__Task instructions__: Wherever an image appears in the data, omit it and copy all the remaining text word for word.

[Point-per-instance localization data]
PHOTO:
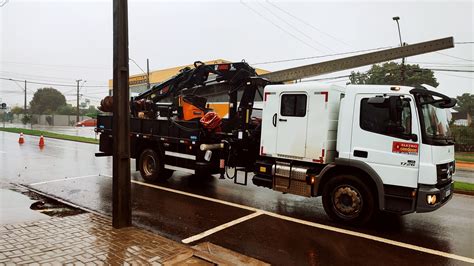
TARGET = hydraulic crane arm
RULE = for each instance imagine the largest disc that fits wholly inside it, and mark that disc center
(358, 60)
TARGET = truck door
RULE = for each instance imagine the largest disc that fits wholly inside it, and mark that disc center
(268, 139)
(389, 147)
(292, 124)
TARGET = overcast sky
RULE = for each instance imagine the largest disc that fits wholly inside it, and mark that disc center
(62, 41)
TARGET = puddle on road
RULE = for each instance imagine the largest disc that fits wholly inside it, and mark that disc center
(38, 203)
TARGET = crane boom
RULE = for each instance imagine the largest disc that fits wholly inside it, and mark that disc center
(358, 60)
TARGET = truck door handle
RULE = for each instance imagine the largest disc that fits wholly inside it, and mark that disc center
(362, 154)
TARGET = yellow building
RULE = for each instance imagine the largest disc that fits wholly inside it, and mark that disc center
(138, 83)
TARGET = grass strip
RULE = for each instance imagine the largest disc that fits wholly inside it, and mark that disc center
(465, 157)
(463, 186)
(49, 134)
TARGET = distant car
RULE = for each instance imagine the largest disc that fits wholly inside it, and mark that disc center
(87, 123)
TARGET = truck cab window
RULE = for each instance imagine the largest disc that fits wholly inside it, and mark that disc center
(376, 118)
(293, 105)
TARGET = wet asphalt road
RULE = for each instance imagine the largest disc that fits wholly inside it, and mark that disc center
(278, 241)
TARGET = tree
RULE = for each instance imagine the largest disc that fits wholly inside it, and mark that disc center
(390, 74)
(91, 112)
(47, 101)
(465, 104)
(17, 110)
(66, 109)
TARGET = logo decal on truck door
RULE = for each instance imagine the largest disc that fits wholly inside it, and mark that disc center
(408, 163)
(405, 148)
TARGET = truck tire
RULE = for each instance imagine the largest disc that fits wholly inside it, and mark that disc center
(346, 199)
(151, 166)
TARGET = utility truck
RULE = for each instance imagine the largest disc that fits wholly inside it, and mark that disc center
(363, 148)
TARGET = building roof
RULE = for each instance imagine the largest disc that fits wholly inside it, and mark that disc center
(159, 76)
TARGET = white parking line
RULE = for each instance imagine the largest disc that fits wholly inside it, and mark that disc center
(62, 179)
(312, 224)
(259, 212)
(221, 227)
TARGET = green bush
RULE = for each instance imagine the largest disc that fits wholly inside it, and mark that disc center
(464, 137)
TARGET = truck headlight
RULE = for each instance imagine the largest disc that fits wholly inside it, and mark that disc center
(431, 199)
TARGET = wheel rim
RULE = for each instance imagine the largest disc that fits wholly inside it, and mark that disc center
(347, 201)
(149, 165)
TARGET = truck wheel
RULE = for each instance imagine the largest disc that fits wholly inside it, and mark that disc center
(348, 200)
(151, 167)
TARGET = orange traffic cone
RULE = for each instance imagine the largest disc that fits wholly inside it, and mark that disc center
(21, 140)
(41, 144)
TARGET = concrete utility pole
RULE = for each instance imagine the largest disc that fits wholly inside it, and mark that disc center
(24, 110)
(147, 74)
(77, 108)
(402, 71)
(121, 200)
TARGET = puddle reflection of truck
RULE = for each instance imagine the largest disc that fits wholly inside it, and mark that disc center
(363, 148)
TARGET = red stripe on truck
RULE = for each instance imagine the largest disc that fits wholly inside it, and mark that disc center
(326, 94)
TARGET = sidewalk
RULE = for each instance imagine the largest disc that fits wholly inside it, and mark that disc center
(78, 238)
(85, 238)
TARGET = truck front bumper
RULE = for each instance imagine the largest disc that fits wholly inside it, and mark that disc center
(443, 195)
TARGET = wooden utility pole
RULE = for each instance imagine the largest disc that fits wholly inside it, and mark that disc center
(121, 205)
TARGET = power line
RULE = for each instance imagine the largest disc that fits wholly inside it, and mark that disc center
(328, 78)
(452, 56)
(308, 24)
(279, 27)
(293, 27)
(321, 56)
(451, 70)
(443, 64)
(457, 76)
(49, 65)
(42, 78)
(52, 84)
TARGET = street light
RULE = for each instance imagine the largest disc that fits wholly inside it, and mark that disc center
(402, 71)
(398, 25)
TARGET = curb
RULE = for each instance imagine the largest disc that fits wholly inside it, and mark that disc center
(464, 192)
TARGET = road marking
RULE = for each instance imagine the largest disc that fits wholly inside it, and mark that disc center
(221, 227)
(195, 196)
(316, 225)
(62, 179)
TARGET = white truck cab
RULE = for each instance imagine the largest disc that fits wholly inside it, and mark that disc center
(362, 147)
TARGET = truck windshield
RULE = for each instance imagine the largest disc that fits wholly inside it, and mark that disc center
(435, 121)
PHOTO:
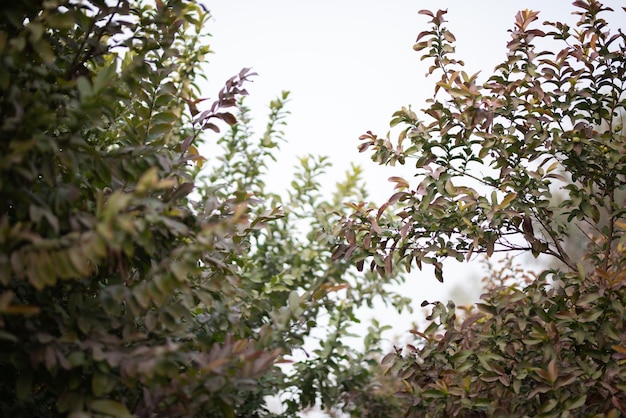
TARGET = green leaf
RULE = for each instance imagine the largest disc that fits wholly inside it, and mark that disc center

__Completed exercise__:
PHOTO:
TARGET = hydraulic crane arm
RULE = for each instance imagine the largest disc that fits wholly inside it, and mark that disc center
(358, 60)
TARGET = truck door
RULE = for each instance imagine the largest disc that fits wholly inside it, and mark that disc center
(268, 139)
(389, 147)
(292, 124)
TARGET = overcast sky
RULE = for each instance imagine the largest disc that fits wholly inside it, and mark that disc center
(62, 41)
TARGET = puddle on road
RULE = for each instance imagine the largest disc that fits wholly inside it, and mark that disc center
(38, 203)
TARGET = crane boom
RULE = for each instance imagine the largest disc that fits wholly inside it, and mark that disc center
(358, 60)
TARGET = truck door handle
RULE = for each instance imagine the largest disc that fits wholly inside it, and mark that disc center
(362, 154)
TARGET = yellow building
RULE = for each instance imagine the largest disc that fits wholly inside it, and mark that disc center
(138, 83)
TARGET = grass strip
RULE = for each instance imagine the largest disc that fits wholly inside it, and mark that disc center
(465, 157)
(463, 186)
(49, 134)
TARGET = distant car
RULE = for each instance imagine the largest disc that fits wholly inside it, and mark that disc center
(87, 123)
TARGET = truck cab window
RULE = for each instance imagine the largest disc that fits wholly inside it, and mark that disc center
(376, 118)
(293, 105)
TARGET = wet asphalt road
RULE = for each instance imagine the largest disc that fits wholly inside it, and mark that disc center
(278, 241)
TARGET = tree
RULE = for each instance imagine the largest disc that fits wholly inside it, and mark that disc center
(390, 74)
(91, 112)
(47, 101)
(465, 104)
(17, 110)
(66, 109)
TARGET = logo decal on truck door
RULE = for each instance imagine the largest disc that fits wholly inside it, and mark that disc center
(408, 163)
(405, 148)
TARGET = truck tire
RULE = for each instance imagine the largest disc that fits wholly inside it, and mark that disc center
(346, 199)
(151, 166)
TARGET = utility truck
RULE = for each instance imagine the largest disc that fits wholly inside it, and mark that disc center
(363, 148)
TARGET = building roof
RULE = for each instance imagine the largest disc that fits wholly inside it, and mark that disc center
(159, 76)
TARGET = white parking line
RULE = for each instance imagine the largest disc that fits wholly inside it, and mark that disc center
(62, 179)
(312, 224)
(259, 212)
(221, 227)
TARGET = green bush
RULE = for each instance imagine the largest disc that fits wholly inside it, and mark that disc center
(464, 137)
TARGET = truck headlight
RULE = for each instance imagine the largest disc that fits wholly inside it, and mark that disc center
(431, 199)
TARGET = wheel rim
RULE = for each instance imagine the largest disc that fits wholly inside it, and mark that disc center
(347, 201)
(149, 165)
TARGET = truck wheel
RULE = for each instance imagine the largest disc that fits wholly inside it, and mark that disc center
(348, 200)
(151, 167)
TARGET = orange traffic cone
RULE = for each instance imagine the largest disc that fits wholly inside it, and mark that disc center
(21, 140)
(41, 144)
TARGET = concrete utility pole
RULE = for each instance imagine the largest disc that fits wholly inside it, and mark that disc center
(24, 110)
(147, 74)
(77, 108)
(402, 71)
(121, 200)
TARGET = puddle reflection of truck
RULE = for each instance imagine the largest disc that fits wholly inside it, and mark that disc center
(363, 148)
TARGET = red stripe on truck
RULE = for each instance imagine the largest disc that fits wholly inside it, and mark that disc center
(326, 94)
TARGET = sidewalk
RULE = for each instance imagine the largest disc that fits wholly inside it, and mark that disc center
(78, 238)
(85, 238)
TARGET = truck front bumper
RULE = for each instance imagine the largest disc that fits wholly inside it, and mark that disc center
(443, 195)
TARGET = wooden utility pole
RULE = for each instance imagine the largest disc that fits wholly inside it, and mark that disc center
(121, 205)
TARGET = power line
RULE = for each instance imagine the largest disc that fits wholly inside it, and mark that disc center
(328, 78)
(452, 56)
(308, 24)
(279, 27)
(293, 27)
(321, 56)
(451, 70)
(443, 64)
(457, 76)
(49, 65)
(42, 78)
(52, 84)
TARGET = street light
RULE = for each instance imagine the largest disc that fits wholly inside it, and mark that disc center
(402, 71)
(398, 25)
TARGET = curb
RULE = for each instance imagine the largest disc that fits wholly inside it, and mark that disc center
(464, 192)
TARGET = road marking
RULE = for each instance imagine the largest disc that fits wholly inside it, and mark that disc center
(221, 227)
(195, 196)
(316, 225)
(62, 179)
TARGET = white truck cab
RULE = for each instance imagine the largest disc that fits wholly inside it, and mark that disc center
(362, 147)
TARGET = truck windshield
RULE = for each instance imagine the largest disc that fits wholly inside it, and mark that disc center
(435, 121)
PHOTO:
TARGET = green leaf
RULE = for each instance imagine the largest disc that fits wholly inside it, and mark that disc center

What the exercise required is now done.